- _Article_:

3D PRINTED PORTABLE WIND TURBINE

I have finished the mechanical design of prototype 3 and I think the final product should be very close to this design. Last changes can always arise, hopefully not many because it can be overwhelming. In this latest design, as you will notice, timing belts and pulleys have been used. I have used a 1:2 ratio but you can substitute it to a 1:3 ratio depending on the field tests. This time I do not plan to include any electronics in the body of the wind turbine, just a 3-pin connector for the three phases . Then I will design a box with the electronics and everything else.

I went back to the original idea that it was an upwind and not a downwind wind turbine. This design offers the possibility of using other motors (generators) with some small changes in the central body part.
I will publish in the gallery some renders that I have done. That's all, see you in a next Log!

I needed to do these tests because I have to decide if I need to use gears or other power transmission mechanisms, in which case I would change the design a bit.

It is not enough to make the propellers rotate, it is necessary to generate an adequate voltage and current value for storage in batteries and subsequent use, hence the need for these mechanisms may arise.

Records drawn from a data source

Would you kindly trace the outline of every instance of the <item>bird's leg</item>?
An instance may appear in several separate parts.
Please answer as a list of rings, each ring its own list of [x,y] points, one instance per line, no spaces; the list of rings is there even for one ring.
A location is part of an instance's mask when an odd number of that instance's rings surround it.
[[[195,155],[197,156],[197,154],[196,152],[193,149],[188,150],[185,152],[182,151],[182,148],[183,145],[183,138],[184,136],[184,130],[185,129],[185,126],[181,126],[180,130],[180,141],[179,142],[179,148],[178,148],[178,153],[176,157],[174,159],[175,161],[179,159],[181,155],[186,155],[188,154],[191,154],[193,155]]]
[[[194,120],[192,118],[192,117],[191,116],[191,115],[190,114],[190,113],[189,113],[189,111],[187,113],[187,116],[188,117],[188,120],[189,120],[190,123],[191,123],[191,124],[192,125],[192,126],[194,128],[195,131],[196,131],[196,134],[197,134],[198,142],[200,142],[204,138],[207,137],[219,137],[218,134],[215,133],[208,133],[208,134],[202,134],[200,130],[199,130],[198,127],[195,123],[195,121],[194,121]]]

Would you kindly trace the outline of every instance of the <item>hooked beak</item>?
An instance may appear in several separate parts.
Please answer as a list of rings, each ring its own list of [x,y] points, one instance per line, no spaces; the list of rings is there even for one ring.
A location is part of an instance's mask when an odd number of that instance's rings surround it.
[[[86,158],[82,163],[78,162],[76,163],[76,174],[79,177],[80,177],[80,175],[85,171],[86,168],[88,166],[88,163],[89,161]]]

- _Given task_: Copy out the part of the wind turbine text above starting with "I went back" and going on through "central body part.".

- _Solution to this exercise_:
I went back to the original idea that it was an upwind and not a downwind wind turbine. This design offers the possibility of using other motors (generators) with some small changes in the central body part.